INSTRUCTIONS TO FOLLOW.
Extract and copy in full every line of the data below that contains the string "gray". Case counts, so a line matches only if the letters have the same capitalization.

PROVIDED ENTRIES.
——————
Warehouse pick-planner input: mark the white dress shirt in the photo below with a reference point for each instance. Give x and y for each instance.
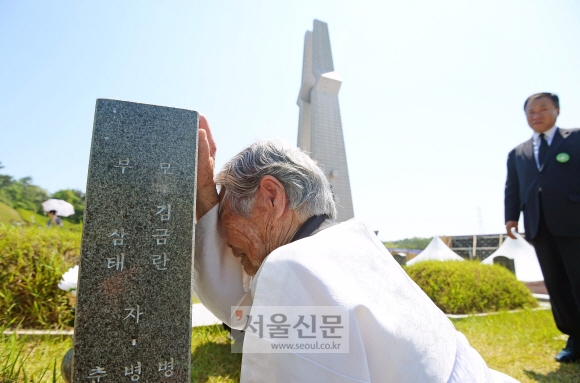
(549, 135)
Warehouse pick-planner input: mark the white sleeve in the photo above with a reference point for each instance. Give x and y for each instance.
(219, 280)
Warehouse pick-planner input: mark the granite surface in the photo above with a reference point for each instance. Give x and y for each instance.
(133, 315)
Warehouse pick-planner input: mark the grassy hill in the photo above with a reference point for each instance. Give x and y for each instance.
(8, 215)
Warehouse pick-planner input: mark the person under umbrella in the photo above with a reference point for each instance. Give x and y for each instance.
(53, 219)
(57, 208)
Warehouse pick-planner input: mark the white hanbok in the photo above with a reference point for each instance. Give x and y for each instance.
(396, 333)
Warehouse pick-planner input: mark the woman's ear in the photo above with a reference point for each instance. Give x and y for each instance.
(273, 195)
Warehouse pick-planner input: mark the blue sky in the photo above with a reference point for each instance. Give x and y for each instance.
(431, 99)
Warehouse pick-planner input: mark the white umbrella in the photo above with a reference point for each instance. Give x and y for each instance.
(62, 208)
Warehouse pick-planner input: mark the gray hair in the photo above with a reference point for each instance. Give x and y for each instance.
(307, 189)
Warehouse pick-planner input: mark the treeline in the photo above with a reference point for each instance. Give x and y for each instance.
(22, 194)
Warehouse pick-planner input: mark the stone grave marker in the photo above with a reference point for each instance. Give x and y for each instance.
(133, 314)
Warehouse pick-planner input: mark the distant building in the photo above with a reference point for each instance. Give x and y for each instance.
(320, 126)
(475, 246)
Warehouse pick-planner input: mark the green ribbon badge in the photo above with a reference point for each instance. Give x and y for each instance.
(563, 157)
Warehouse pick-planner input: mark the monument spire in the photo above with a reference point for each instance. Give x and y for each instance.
(320, 126)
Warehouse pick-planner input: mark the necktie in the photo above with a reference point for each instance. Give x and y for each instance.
(543, 149)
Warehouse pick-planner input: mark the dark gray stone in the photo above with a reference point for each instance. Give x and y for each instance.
(66, 366)
(133, 315)
(506, 262)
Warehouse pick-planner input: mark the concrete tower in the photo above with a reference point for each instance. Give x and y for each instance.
(319, 126)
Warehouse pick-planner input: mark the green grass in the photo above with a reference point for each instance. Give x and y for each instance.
(34, 219)
(8, 215)
(32, 358)
(521, 345)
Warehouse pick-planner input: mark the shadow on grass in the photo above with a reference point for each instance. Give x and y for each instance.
(566, 373)
(215, 360)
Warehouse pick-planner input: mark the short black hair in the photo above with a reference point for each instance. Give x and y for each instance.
(551, 96)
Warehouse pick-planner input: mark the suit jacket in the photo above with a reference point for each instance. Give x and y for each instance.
(556, 183)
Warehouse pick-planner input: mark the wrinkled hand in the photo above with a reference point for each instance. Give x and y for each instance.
(207, 196)
(509, 225)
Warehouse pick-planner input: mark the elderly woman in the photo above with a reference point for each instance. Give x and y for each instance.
(268, 239)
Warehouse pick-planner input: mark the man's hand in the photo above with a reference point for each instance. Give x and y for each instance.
(207, 196)
(509, 225)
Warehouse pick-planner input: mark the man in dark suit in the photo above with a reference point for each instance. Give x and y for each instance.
(543, 181)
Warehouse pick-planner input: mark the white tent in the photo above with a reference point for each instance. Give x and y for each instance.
(524, 256)
(437, 250)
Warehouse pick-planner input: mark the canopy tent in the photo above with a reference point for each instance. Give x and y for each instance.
(524, 256)
(437, 250)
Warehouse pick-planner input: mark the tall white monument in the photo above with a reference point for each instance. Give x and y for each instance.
(320, 127)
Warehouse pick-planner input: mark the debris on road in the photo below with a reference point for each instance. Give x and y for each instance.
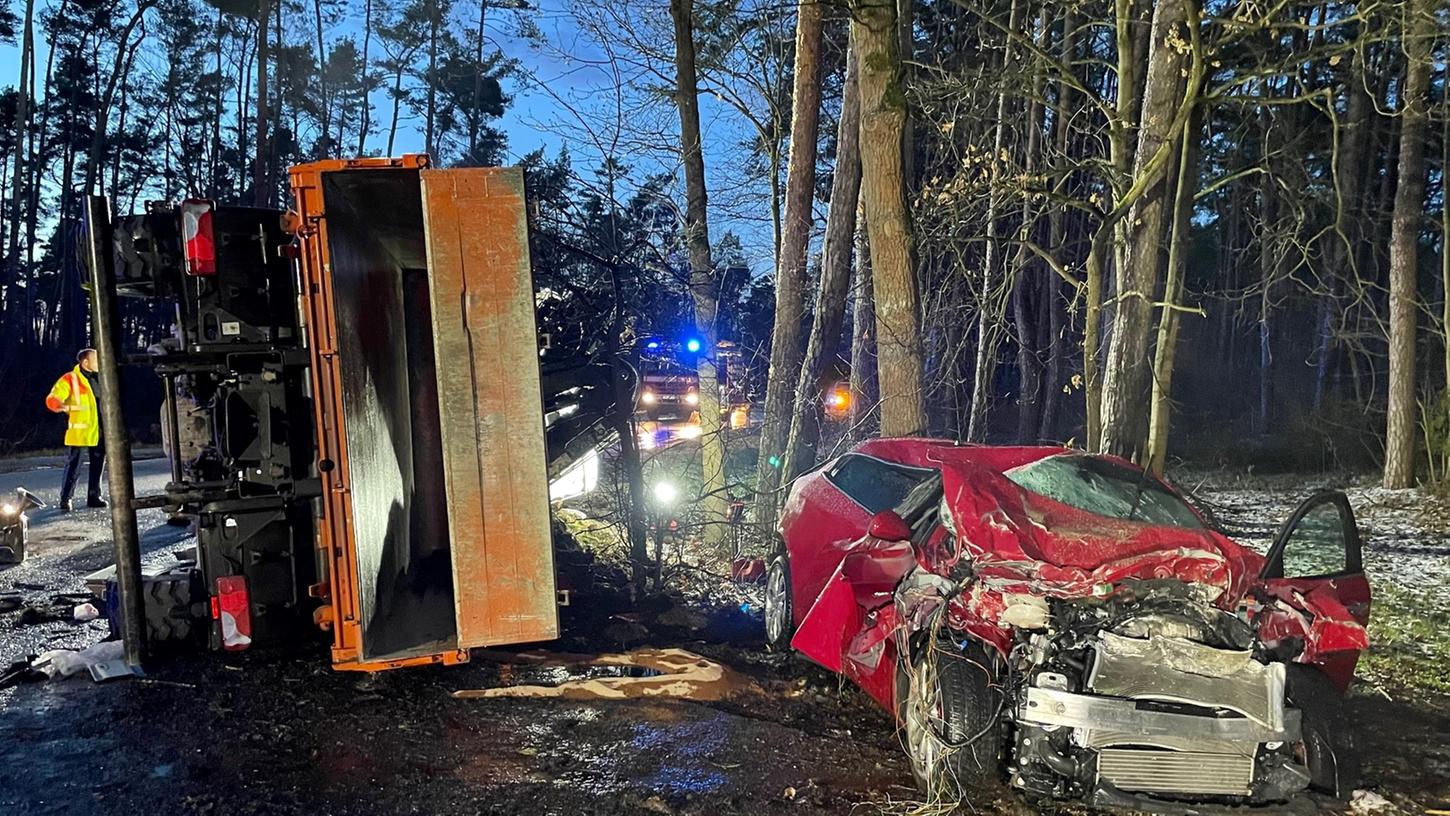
——————
FINAL RESULT.
Warehouse pick-planner input: mark the gray hair in the photo above with a reference point for each instance. Give x and y for each instance.
Warehouse pick-planner input: mark the dark gray stone in the photo above with a reference point for each instance. Give x and y for each instance.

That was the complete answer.